> EXERCISE OBJECTIVE
Exact copies of all entries are needed. Pictures are to be left out.

> DATA IN THIS EXERCISE
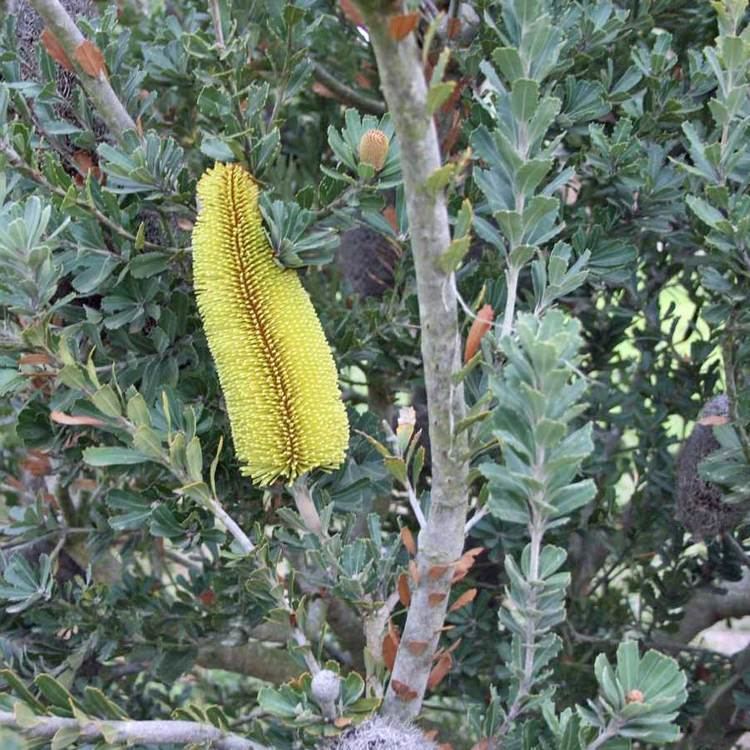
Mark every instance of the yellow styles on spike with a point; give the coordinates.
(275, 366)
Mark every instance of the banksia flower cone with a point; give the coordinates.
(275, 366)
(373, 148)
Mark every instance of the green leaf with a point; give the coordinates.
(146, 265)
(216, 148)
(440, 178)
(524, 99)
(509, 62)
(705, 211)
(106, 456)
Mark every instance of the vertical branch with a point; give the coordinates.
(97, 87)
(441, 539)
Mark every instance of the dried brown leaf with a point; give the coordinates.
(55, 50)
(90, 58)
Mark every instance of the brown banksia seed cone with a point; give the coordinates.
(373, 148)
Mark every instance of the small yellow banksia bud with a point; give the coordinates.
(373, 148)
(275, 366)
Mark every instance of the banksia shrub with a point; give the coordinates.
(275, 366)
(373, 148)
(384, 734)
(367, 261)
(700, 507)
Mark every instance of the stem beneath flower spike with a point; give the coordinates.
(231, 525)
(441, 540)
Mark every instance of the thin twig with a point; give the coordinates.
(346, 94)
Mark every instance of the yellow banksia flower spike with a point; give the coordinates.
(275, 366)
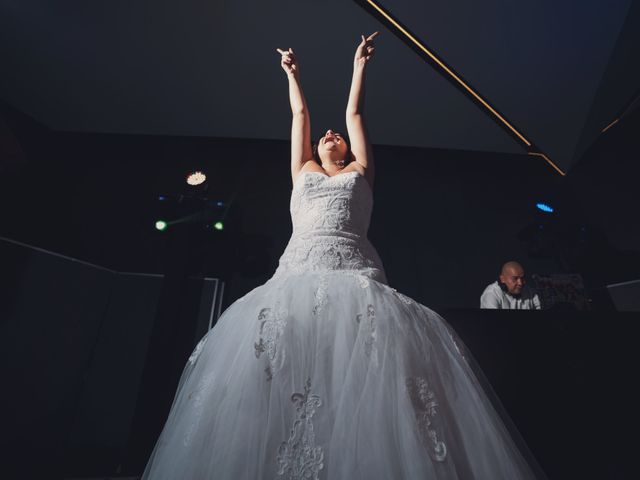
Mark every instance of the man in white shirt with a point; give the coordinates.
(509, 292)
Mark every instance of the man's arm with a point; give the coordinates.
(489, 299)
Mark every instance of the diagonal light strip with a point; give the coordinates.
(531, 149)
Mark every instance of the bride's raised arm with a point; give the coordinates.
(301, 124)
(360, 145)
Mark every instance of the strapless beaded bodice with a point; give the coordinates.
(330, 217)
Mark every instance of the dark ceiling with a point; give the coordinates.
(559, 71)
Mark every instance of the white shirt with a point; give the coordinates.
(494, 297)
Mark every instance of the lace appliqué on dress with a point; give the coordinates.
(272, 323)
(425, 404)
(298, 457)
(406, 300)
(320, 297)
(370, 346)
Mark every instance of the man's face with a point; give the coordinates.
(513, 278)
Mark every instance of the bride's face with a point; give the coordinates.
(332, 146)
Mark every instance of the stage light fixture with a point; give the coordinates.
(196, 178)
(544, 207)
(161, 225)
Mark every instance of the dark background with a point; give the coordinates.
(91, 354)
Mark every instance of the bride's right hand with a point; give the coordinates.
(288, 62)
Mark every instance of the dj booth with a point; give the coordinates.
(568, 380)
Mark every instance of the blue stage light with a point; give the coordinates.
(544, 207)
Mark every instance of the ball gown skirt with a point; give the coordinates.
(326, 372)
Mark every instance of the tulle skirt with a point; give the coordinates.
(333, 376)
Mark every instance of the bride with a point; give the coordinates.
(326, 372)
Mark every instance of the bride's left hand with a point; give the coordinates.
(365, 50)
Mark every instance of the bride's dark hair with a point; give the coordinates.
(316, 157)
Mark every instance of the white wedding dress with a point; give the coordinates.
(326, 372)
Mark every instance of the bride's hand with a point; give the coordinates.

> FINAL ANSWER
Mark every instance of the yellow styles on spike with a point; give the coordinates.
(275, 366)
Mark every instance of the banksia flower cone with a point; give the coordinates.
(275, 366)
(373, 148)
Mark every instance of the green leaf with a point; give the coordinates.
(146, 265)
(216, 148)
(440, 178)
(524, 99)
(509, 62)
(705, 211)
(106, 456)
Mark every instance of the vertical branch with a point; give the coordinates.
(97, 87)
(441, 539)
Mark every instance of the dried brown leaf with a point; give the coordinates.
(55, 50)
(90, 58)
Mark every instance of the brown banksia seed cone with a point; give the coordinates.
(373, 148)
Mark every instance of the small yellow banksia bud with a point; give the coordinates.
(373, 148)
(275, 366)
Mark every instance of the banksia shrub with a point; give the coordinates.
(275, 366)
(373, 148)
(384, 734)
(367, 261)
(700, 507)
Mark every instance of the stem beneath flower spike with a point; give the coordinates.
(231, 525)
(441, 540)
Mark every instance of the thin twig with a point; give the coordinates.
(346, 94)
Mark every instance of the yellow banksia flower spike with a point; give the coordinates.
(275, 366)
Mark every instance of the man in white shirt with a point; give the coordinates.
(509, 292)
Mark every instance of the man's arm with a point; give the coordinates.
(489, 299)
Mark every instance of the diagonal light strip with a point; give the coordinates.
(531, 149)
Mark every instance of the bride's raised arm with a point; give the coordinates.
(301, 124)
(360, 145)
Mark every instance of the strapless beaded bodice with a point; give the coordinates.
(330, 217)
Mark every instance of the dark ceiling with a point; give the coordinates.
(559, 71)
Mark every instance of the white shirt with a point; give the coordinates.
(494, 297)
Mark every instance of the lace appliqué on dress with a point; give the coordinates.
(272, 323)
(425, 404)
(298, 457)
(406, 300)
(320, 297)
(370, 346)
Mark every instance of the man's face with a point; give the coordinates.
(513, 278)
Mark every instance of the bride's face with a point; give the coordinates.
(332, 146)
Mark every instance of the stage light fixture with a point; give the coordinates.
(196, 178)
(544, 207)
(161, 225)
Mark every instance of the dark background with a point; give the coordinates.
(91, 354)
Mark every instance of the bride's right hand with a point; give the coordinates.
(288, 62)
Mark every instance of the dj booth with a point; give the coordinates.
(568, 380)
Mark every instance of the blue stage light with a point; give the coordinates.
(544, 207)
Mark every instance of the ball gown skirt with a point; give the coordinates.
(326, 372)
Mark every instance of the tulle skirt with a point; give the coordinates.
(333, 376)
Mark every instance of the bride with a point; give the coordinates.
(326, 372)
Mark every instance of the bride's left hand with a point; give the coordinates.
(365, 50)
Mark every instance of the bride's dark hair with a point; give the coordinates.
(316, 157)
Mark every instance of the white wedding dress with a point; give the coordinates.
(326, 372)
Mark every instance of the bride's hand with a point; give the coordinates.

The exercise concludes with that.